■ **INSTRUCTIONS**:
1. In the blog post about Manveer, what did the old handset he got as his first mobile still lack?
2. Extend the blog post about Manveer past its last sentence.

■ **SOURCE**:
========================================
Once the movie was over, I asked Manveer, "What's the moral of the story......??"
As is typical of Manveer, he thought for a moment and said.....Don't judge the book  by it's cover.

and he was done with it ..... got up and went to his room to get his laptop and to play his favorite game these days... GST  (whatever it is !!!).

here both, me and Jatinder were stumped ... and left wondering and pondering over the fact that it was actually true.... a very subtle but very precise lesson to be learnt from the movie.....

of course there were  other deductions that were possible but ...... what he said, and his perspective  was flawless.

It's times like these and these moments of clarity of .....not only in thoughts but their expression as well in such simple lucid words ........that always amazes us and we are left speechless ..
I just hope that he retains this clarity and clutter free vision in times to come.

Parenthood is a continuous journey with something new and amazing happening all the time...... so this gem of mine is slowly polishing itself and shining brighter each day....

May you shine the brightest without any compromises .....Amen!!!

Tuesday 23 February 2016

Marriage Plans


Marriage Plans
Here's a piece of Manveer's mind ......... a conversation that took place some years ago but is still very fresh in my mind, as if it had happened yesterday ........


Sitting in front of the television and just updating myself to the happenings of the programs aired after 8:00 pm every night (ok! I admit that I like watching those soaps with all the drama…..but only because I don’t want to be left out of the office conversations. I don’t know why but every gupshup session has to end up with the discussion of these soapy soap operas…. So you know don’t just strike out my name out of that intellectuals list out there because I am there, here, everywhere………. ;))

Now can we just get back to my viewing session? Although they are getting so few that I can actually count them on my finger tips.

Enough of my side tracking…………. I promise now I’ll just stick to what I wanted to share in the first place.  While I was viewing one of the said soaps, Manveer kept flipping across the screen. I felt he was doing this just to force me to switch  channels and watch something more natural and attuned to the normal human existence (this behavior is just like his father, I tell you ALL men are like that…… including the little brats as well).

But on closer look, I saw that he was just clicking away with his camera ….the one in his mobile phone (he recently got his first mobile that he can call all his ….actually it is my very old handset……. It still doesn’t have a sim card in it but that does not spoil his spirits at all.  You can say I am happy to hear thatJ).

He kept on clicking from all possible angles and of every possible object around in the room. Irritated by his constant flipping across and spoiling my premiere time, I shouted at him (actually shrieked is a better word), “what are you doing, Manveer? Get aside and let me watch my program…!”
========================================
■ **COLLECTED MATERIAL**:
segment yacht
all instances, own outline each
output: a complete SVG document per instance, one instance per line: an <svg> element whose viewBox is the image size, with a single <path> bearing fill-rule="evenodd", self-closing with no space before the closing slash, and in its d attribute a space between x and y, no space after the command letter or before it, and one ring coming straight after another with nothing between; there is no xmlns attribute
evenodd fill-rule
========================================
■ **SOLVED TASKS**:
1. A sim card.

2.
The reply that I got was something like this.

“Mama, mein apne room ki photos kheench raha hoon, har angle se…..ke main kahan par souta tha, mera bed kahan par hota tha, aap kahan par soute the, side table par kya rakhte the….. main in sab ko apni memory ke saath-saath camera mein bhi store kar raha hoon, taaki jab main shaadi kar ke yahan se chala jaoonga toh mujhe yeh sab yahan ki yaad dilaayenga…... isliye…”. Manveer said all this very solemnly and he meant each and every word of his.

(Translation to English: Mama, I am clicking pics of our room from every angle …….. to record where I used to sleep, where my bed was, where your bed was, what we kept on the side table…….. I am storing them in my memory as well as my camera, so that when I leave this house after my marriage then I can go back to these and remember my childhood days…..)

I was stunned. So was Jatinder who just happened to walk in at that precise moment. Trying to keep a straight face, Jats asked, “Par tumhari shaadi mein toh abhi time hai naa…..vaise kab karoge tum shaadi?”

 (Translation: But there is lots of time before you can get married…...when would like to marry?)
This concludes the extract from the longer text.